── Provided information ──

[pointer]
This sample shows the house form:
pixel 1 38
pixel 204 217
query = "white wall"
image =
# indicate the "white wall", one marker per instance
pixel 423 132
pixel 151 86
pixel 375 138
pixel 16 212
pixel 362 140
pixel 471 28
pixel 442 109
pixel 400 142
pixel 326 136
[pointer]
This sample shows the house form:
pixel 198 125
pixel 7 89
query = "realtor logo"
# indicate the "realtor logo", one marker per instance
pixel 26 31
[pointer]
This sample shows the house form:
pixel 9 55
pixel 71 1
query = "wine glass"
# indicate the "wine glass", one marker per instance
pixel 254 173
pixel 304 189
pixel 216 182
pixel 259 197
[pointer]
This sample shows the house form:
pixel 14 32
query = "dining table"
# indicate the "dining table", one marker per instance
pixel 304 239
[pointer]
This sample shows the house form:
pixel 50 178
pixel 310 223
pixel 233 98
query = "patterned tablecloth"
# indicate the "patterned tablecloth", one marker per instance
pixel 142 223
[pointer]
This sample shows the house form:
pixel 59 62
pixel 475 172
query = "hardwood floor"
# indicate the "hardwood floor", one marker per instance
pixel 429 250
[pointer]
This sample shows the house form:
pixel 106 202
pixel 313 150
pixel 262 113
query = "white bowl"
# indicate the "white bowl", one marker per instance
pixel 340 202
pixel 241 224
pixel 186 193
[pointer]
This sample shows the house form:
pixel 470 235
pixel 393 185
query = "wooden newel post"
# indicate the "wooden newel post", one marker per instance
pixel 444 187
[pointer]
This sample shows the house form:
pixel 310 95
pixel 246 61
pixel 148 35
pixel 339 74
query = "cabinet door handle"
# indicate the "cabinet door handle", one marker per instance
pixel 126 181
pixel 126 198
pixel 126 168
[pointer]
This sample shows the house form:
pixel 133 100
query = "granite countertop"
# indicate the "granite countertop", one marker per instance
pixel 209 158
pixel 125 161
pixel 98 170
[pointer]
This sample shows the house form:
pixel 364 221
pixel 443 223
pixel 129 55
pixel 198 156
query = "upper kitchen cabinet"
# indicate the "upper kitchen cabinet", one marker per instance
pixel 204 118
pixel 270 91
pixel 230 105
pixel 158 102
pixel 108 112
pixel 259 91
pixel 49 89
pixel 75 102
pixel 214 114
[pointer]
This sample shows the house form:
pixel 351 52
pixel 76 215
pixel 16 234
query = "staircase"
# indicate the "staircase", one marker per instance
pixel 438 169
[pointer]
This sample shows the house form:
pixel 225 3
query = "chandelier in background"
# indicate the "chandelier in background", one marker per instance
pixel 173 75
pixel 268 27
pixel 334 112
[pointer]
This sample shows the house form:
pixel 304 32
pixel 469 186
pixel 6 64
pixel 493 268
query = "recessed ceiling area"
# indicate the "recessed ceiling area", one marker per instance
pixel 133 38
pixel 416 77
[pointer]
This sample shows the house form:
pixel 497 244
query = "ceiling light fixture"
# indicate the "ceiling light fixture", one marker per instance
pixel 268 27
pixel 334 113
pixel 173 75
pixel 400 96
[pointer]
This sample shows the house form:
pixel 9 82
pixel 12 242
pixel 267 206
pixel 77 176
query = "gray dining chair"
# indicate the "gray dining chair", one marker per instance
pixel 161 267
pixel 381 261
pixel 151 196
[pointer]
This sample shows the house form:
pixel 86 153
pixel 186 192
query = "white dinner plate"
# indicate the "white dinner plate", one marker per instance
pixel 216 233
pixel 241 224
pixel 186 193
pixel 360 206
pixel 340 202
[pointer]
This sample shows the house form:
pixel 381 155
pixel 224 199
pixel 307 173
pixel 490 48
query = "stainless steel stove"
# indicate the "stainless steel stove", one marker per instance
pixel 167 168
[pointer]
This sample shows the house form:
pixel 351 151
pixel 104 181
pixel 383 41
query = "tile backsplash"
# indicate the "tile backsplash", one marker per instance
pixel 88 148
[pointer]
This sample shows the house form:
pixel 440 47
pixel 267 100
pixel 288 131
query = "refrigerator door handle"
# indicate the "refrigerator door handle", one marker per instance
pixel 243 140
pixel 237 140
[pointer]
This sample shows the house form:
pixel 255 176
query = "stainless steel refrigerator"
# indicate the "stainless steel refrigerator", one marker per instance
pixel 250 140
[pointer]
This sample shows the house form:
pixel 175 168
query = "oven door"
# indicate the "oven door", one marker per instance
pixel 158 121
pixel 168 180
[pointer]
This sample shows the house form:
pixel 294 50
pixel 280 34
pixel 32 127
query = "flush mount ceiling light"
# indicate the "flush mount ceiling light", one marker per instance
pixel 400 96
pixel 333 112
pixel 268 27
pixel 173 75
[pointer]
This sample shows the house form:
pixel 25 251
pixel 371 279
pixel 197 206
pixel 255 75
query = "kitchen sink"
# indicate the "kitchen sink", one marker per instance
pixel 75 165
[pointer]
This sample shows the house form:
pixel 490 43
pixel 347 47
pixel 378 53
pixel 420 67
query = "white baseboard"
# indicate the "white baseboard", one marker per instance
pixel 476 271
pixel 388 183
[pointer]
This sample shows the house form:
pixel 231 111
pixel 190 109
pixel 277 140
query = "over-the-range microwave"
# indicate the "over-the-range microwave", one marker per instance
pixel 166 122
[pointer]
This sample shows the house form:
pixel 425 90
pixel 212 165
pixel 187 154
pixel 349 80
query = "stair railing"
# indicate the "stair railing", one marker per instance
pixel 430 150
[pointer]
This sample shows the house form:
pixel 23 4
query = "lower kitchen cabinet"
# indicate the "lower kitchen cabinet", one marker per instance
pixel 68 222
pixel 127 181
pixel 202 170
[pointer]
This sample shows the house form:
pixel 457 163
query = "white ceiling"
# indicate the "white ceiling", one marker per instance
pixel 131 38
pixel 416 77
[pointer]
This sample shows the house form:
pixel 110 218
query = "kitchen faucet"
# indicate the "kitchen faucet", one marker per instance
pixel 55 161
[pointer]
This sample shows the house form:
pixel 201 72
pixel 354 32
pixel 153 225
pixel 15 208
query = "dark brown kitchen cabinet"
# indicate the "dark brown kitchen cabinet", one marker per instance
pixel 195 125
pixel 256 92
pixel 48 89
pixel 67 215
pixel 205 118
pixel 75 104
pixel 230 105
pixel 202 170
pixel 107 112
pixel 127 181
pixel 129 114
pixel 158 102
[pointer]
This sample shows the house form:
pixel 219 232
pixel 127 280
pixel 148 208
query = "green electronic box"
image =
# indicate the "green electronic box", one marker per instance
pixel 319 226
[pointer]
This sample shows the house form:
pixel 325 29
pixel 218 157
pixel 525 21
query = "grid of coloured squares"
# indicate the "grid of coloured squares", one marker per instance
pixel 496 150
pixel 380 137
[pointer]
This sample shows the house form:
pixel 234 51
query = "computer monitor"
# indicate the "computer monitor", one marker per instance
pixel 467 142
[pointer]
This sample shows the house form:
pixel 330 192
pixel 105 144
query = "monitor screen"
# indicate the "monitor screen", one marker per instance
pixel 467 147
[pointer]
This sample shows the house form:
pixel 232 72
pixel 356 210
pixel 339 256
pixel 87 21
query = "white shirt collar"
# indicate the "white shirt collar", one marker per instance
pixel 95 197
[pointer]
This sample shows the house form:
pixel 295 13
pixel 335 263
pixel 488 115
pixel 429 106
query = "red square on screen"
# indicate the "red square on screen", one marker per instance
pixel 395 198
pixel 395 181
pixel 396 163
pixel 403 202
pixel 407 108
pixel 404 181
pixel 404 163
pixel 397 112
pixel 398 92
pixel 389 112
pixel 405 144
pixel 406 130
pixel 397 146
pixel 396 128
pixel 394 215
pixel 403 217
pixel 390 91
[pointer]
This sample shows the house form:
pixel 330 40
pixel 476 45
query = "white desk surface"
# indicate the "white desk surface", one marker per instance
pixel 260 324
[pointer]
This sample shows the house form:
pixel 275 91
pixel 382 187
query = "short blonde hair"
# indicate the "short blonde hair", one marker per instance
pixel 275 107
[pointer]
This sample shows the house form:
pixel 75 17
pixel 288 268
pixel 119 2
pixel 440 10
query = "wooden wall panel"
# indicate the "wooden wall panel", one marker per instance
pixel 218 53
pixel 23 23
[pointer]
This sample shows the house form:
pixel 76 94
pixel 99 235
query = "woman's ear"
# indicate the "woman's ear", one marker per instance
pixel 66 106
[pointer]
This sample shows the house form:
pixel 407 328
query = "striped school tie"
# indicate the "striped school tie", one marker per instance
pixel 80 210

───

> **Exercise goal**: Print exactly the lines above from the one with "pixel 307 173" to the one with "pixel 288 131", including both.

> **Response**:
pixel 307 173
pixel 490 48
query = "stainless steel stove"
# indicate the "stainless steel stove", one marker per instance
pixel 167 168
[pointer]
This sample shows the house form:
pixel 351 151
pixel 104 181
pixel 383 41
query = "tile backsplash"
# indicate the "tile backsplash", one marker per instance
pixel 88 148
[pointer]
This sample shows the house form:
pixel 440 47
pixel 267 100
pixel 288 131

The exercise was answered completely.